***** Supplied records

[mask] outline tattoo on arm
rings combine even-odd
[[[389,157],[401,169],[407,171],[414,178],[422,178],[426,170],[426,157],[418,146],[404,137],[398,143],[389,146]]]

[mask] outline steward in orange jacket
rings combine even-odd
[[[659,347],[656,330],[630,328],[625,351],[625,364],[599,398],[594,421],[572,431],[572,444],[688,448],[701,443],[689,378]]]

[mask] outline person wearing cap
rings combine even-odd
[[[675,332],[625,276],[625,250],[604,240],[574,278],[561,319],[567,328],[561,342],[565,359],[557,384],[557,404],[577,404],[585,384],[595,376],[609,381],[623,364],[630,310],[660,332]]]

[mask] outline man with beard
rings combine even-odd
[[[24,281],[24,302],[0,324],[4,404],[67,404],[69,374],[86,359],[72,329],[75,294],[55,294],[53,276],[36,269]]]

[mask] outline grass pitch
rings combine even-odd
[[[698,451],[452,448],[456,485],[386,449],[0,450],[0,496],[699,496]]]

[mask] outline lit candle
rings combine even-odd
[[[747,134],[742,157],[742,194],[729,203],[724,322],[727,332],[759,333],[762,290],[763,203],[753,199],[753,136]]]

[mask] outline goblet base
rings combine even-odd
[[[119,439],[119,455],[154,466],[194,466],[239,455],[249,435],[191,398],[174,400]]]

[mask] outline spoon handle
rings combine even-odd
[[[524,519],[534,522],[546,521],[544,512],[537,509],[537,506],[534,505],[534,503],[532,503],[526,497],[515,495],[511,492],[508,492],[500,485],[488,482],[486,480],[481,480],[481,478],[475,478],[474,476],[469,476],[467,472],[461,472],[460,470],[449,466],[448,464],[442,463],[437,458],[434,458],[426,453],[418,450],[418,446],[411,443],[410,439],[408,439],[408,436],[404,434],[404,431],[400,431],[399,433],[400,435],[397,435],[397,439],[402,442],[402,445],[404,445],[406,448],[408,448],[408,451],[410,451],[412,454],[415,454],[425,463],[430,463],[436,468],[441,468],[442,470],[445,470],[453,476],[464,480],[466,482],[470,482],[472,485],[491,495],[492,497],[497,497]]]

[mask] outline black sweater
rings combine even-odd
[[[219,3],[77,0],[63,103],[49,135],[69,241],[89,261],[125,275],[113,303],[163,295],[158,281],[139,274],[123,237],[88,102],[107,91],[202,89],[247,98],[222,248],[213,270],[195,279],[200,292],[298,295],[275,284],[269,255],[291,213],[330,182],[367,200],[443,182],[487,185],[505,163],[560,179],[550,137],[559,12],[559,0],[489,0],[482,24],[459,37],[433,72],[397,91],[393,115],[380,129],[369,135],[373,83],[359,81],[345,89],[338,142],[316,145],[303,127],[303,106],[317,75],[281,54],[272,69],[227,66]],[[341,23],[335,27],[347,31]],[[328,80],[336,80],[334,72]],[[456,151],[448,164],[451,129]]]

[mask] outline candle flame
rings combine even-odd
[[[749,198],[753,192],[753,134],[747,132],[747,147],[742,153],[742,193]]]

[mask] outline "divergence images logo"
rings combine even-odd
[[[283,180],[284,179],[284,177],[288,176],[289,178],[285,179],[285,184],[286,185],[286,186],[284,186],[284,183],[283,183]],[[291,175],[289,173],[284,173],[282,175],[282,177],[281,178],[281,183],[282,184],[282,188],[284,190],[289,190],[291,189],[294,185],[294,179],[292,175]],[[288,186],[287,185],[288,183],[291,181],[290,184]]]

**********

## Requirements:
Extract every line of the data above that contains the string "candle".

## Task answer:
[mask] outline lit candle
[mask] outline candle flame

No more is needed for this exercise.